:: RECORDS SHOWN

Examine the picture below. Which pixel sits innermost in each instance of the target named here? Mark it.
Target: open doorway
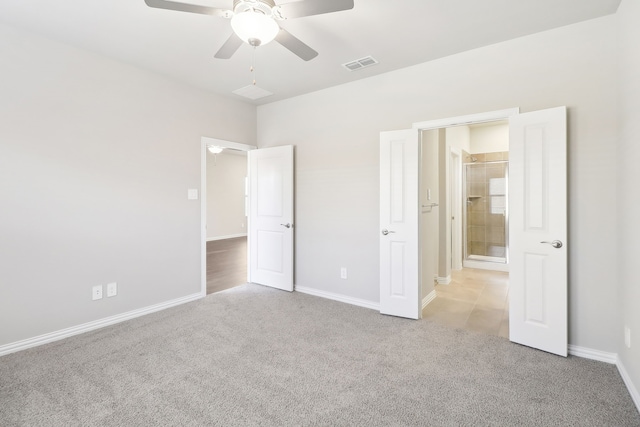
(224, 215)
(226, 218)
(537, 227)
(464, 226)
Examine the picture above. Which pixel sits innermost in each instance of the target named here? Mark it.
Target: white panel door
(538, 230)
(399, 215)
(271, 217)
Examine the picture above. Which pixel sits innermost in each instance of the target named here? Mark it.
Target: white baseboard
(90, 326)
(589, 353)
(612, 358)
(484, 265)
(230, 236)
(633, 391)
(444, 280)
(426, 300)
(338, 297)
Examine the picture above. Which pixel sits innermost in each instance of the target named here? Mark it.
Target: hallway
(475, 299)
(226, 264)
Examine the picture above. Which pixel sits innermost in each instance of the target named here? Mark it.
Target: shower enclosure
(486, 214)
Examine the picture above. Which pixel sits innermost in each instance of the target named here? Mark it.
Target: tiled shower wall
(486, 204)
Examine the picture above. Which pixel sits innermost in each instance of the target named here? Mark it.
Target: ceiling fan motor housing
(260, 6)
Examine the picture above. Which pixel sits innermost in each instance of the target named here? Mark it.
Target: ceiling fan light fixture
(254, 27)
(214, 149)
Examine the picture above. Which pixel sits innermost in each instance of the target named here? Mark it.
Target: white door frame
(489, 116)
(204, 143)
(454, 178)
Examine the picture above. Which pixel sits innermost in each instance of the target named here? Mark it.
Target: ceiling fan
(255, 22)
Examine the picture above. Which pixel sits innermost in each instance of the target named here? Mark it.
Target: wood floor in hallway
(226, 264)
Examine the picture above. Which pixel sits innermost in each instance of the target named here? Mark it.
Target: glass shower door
(486, 237)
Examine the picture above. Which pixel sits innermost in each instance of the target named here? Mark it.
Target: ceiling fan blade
(292, 43)
(229, 47)
(314, 7)
(184, 7)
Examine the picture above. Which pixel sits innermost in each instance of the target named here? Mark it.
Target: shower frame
(484, 259)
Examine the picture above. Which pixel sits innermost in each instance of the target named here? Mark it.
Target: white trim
(230, 236)
(204, 142)
(590, 353)
(90, 326)
(633, 391)
(489, 116)
(485, 265)
(338, 297)
(226, 144)
(426, 300)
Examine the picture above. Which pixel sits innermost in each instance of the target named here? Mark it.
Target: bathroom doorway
(464, 192)
(485, 206)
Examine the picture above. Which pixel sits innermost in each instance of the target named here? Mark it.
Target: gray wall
(628, 209)
(336, 133)
(95, 161)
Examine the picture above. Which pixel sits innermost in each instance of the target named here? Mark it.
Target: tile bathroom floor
(475, 299)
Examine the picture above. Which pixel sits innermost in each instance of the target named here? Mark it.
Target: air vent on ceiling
(252, 92)
(361, 63)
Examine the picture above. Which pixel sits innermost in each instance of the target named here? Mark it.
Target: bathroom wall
(486, 205)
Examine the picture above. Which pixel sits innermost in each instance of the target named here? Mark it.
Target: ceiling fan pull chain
(253, 60)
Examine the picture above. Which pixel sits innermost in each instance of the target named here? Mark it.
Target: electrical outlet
(627, 336)
(112, 289)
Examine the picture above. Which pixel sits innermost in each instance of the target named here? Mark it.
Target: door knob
(556, 244)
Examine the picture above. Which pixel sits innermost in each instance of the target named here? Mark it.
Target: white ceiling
(398, 33)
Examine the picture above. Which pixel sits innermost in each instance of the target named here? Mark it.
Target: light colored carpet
(257, 356)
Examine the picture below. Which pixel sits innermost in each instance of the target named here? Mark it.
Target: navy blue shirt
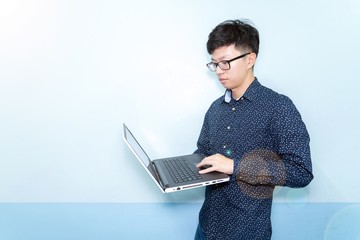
(265, 136)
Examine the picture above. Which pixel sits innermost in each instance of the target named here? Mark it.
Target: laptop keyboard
(181, 170)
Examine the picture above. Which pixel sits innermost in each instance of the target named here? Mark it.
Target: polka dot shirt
(265, 136)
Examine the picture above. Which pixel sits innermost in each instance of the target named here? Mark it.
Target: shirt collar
(249, 94)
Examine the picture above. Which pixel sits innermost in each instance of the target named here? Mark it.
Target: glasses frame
(216, 64)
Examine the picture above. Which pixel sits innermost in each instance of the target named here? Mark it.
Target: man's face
(239, 71)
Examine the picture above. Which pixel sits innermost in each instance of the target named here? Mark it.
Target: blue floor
(107, 221)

::::

▶ [PROBLEM DESCRIPTION]: Please set down the lines above word for word and leave out the pictures.

▶ [ANSWER]:
Examine the picture below. Which pixel sits innermost in each instance of the target named here? Mark it.
Target: open doorway
(224, 215)
(226, 218)
(537, 227)
(464, 226)
Examine the picture above. Which pixel sits innermost in each instance of the target named here? Mark it.
Target: white panel door
(538, 230)
(399, 215)
(271, 217)
Examine the picture above. Which pixel sits innermost in each instance of the target named here? Mark it.
Target: white baseboard
(90, 326)
(589, 353)
(612, 358)
(484, 265)
(230, 236)
(633, 391)
(444, 280)
(426, 300)
(338, 297)
Examine the picture above. Which pixel sits innermost in each instance of the target named here? Mark it.
Target: hallway
(475, 299)
(226, 264)
Examine the picture above. Which pixel sits innermost in each instance of the target named here? Mark it.
Target: shower enclosure
(486, 214)
Examine the picture above. Which pixel sits innermost in each instance of the target named here? Mark it.
Target: tiled shower wall
(486, 204)
Examine the picture above. Which pixel sits innermost in each instance of the target named here? Mark it.
Target: ceiling fan motor housing
(260, 6)
Examine the picture above. Which pixel sits innermost in each instance of the target named here? Mark it.
Target: ceiling fan light fixture
(254, 27)
(214, 149)
Examine the picture above. Which pixel sits innermost in each instance of the target named here? Mark it.
Target: white door frame
(489, 116)
(204, 143)
(454, 178)
Examine the picture above. Which pixel sits innermost in each instance of the target named here? Mark it.
Target: ceiling fan
(255, 22)
Examine the picture above. Which pixel sits innermost in each instance of the target named here? Mark it.
Target: wood floor in hallway
(226, 264)
Examine the picture above. Which pixel sits innermost in each instance of the target named here? Mark it.
Target: glass shower door
(486, 237)
Examine the picture above. Which pixel sits innermost in each instance of the target named here? Mark it.
Target: ceiling fan blade
(292, 43)
(229, 47)
(314, 7)
(184, 7)
Examine the picture above. Which pixel sits innermost in each instance of the target named here? Mark it.
Target: shower frame
(484, 259)
Examine the picture above. Which pixel sits innermost in each instance of the target named here? Mark it.
Target: white trim
(230, 236)
(204, 142)
(590, 353)
(90, 326)
(633, 391)
(489, 116)
(485, 265)
(338, 297)
(226, 144)
(426, 300)
Examine the picture above. Which pixel sits innermost in each instance of the target named here? Mark it.
Target: bathroom doorway
(464, 192)
(485, 206)
Examine the picture above. Which pixel sits innermost in each instance of the target named here? Mark it.
Target: gray wall
(628, 209)
(336, 133)
(95, 161)
Examine the picture above. Which pixel sits innermost in each instance of the target named here? Mark it.
Target: tile bathroom floor
(475, 299)
Examine the picture above. Which pixel sits innermost in each instance of the target named here? Mark it.
Target: air vent on ceiling
(252, 92)
(361, 63)
Examine the picture above. Which pixel sits innermost in each instance of the target named here? Mark it.
Target: bathroom wall
(486, 205)
Examine the picture above. Which pixel sits innermost in each instance of the target named here? Mark it.
Target: ceiling fan pull chain
(253, 60)
Examine the picture above. Which pixel sits innermost in each instance of the target named here? Mark it.
Target: electrical outlet
(627, 336)
(112, 289)
Examine the picture above. Which pixel sits innermost in each instance of the target named here? Mark it.
Target: door knob
(556, 244)
Examine the picture above. Which pixel sits innermost in each instance of the target named here? Mark it.
Target: white ceiling
(398, 33)
Examine the picture above. Which pixel sits innermost in each instance of the target named here? Mark it.
Target: light colored carpet
(257, 356)
Examine the picture below. Which pixel sits innermost in each instance of the target named here? Mark it.
Target: navy blue shirt
(265, 136)
Examine the picture above. Which pixel sits innermost in each instance of the target named here? Mark it.
Target: laptop keyboard
(181, 170)
Examine the picture above. Which pixel sits innermost in each instance of the target named here? Mark it.
Target: polka dot shirt
(265, 136)
Examine the picture above. Which pixel sits innermost in each instance of the target named here? Mark it.
Target: shirt collar
(249, 94)
Examine the picture above. Which pixel sits innermost in each instance of the target named here? Mark it.
Target: glasses frame
(216, 64)
Examine the picture above. Which pixel sits innermost in each instance of the target named here? Mark it.
Target: man's face
(239, 71)
Examine the picture above. Which pixel sits innermost in each instance of the target named here? Mark it.
Target: blue floor
(107, 221)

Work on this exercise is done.